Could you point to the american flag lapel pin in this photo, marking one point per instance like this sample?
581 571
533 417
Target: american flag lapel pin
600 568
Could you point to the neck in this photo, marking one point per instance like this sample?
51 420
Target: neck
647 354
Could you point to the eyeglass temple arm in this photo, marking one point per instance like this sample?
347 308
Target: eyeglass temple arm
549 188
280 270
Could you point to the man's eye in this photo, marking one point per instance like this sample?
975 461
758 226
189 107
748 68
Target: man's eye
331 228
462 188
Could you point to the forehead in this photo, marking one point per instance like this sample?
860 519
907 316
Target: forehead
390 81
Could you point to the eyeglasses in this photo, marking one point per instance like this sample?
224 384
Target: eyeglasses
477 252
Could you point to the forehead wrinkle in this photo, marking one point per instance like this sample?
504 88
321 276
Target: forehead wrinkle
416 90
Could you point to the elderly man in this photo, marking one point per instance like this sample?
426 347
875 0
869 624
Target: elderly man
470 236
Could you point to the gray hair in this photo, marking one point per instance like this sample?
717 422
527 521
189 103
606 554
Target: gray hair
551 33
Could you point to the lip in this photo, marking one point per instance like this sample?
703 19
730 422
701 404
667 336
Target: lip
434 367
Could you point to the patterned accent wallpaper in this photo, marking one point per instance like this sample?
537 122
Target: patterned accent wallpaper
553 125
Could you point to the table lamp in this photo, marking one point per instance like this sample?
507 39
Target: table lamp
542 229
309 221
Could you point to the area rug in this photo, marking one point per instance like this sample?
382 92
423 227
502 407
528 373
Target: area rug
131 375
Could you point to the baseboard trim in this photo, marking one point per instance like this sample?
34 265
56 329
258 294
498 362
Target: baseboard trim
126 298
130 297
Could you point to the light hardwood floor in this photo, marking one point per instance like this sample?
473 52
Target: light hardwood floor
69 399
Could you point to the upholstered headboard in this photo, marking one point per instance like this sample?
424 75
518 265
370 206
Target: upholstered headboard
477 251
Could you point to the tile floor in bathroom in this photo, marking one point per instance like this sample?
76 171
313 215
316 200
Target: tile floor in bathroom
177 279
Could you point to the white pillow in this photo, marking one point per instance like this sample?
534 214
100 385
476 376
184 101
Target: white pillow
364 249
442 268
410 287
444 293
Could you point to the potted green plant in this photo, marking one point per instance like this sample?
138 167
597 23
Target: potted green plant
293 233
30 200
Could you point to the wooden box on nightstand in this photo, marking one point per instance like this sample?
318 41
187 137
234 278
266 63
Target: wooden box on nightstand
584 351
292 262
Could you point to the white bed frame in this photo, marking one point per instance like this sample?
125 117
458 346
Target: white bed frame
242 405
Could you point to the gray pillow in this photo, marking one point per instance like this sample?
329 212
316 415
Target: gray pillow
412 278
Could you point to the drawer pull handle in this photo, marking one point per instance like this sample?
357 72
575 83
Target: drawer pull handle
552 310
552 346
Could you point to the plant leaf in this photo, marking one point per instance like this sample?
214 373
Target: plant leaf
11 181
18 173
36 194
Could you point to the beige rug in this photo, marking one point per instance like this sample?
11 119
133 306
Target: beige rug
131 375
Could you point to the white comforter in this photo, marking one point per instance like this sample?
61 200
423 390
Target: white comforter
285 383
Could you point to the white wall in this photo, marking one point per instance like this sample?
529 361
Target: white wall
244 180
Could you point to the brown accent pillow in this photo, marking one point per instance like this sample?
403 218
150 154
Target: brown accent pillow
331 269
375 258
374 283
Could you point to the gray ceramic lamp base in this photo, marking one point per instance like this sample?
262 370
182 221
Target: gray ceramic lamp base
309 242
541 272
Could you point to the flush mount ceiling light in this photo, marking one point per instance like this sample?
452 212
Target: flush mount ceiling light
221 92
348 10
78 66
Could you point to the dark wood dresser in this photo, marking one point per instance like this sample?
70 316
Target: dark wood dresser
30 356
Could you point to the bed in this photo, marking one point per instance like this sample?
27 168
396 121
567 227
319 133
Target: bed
◇ ◇ ◇ ◇
- **EXERCISE PROMPT**: From the line that contains "Could you point to the white bed" down to the last line of the listing above, repeat each line exactly, and include nothing else.

- **SOLUTION FOR THIS PROBLEM**:
Could you point to the white bed frame in this photo, marking one point per instance like this sample?
125 117
458 346
Target: white bed frame
242 405
Could you point to the gray pillow in this photo, marking one point per instance like this sample?
329 212
316 415
Target: gray pillow
412 278
Could you point to the drawer pull handle in this photo, marking one point per instance like this sample?
357 72
575 83
Target: drawer pull handle
552 310
552 346
Could you point to the plant leaf in this photo, marking one point per instance like this sample?
214 373
Target: plant leaf
11 181
18 173
36 194
Could you point to the beige rug in this photo, marking one point per instance like this sample?
11 119
133 306
Target: beige rug
131 375
Could you point to the white comforter in this photo, marking one point per instance like this sample?
61 200
423 390
Target: white comforter
285 383
Could you point to the white wall in this photo, marking one point per instance like this sample?
529 361
Target: white wall
244 180
Could you point to the brown accent pillow in this photo, marking one point per instance like this sample?
403 218
150 154
Target: brown accent pillow
331 269
375 258
374 283
Could you point to the gray ceramic lamp base in this photo, marking one point per instance like this sample?
262 370
182 221
Target: gray ceramic lamp base
309 242
541 272
Could you point to the flush mount ceiling light in this photo, marking one point per instance like this sample?
452 212
Target: flush mount ceiling light
221 92
348 10
78 66
Could you point to the dark wood dresser in this photo, marking one point per instance like this sample?
70 316
Target: dark wood dresser
30 356
Could you point to the bed in this photo, marking one point per instance like this sample?
27 168
396 121
567 227
319 133
Target: bed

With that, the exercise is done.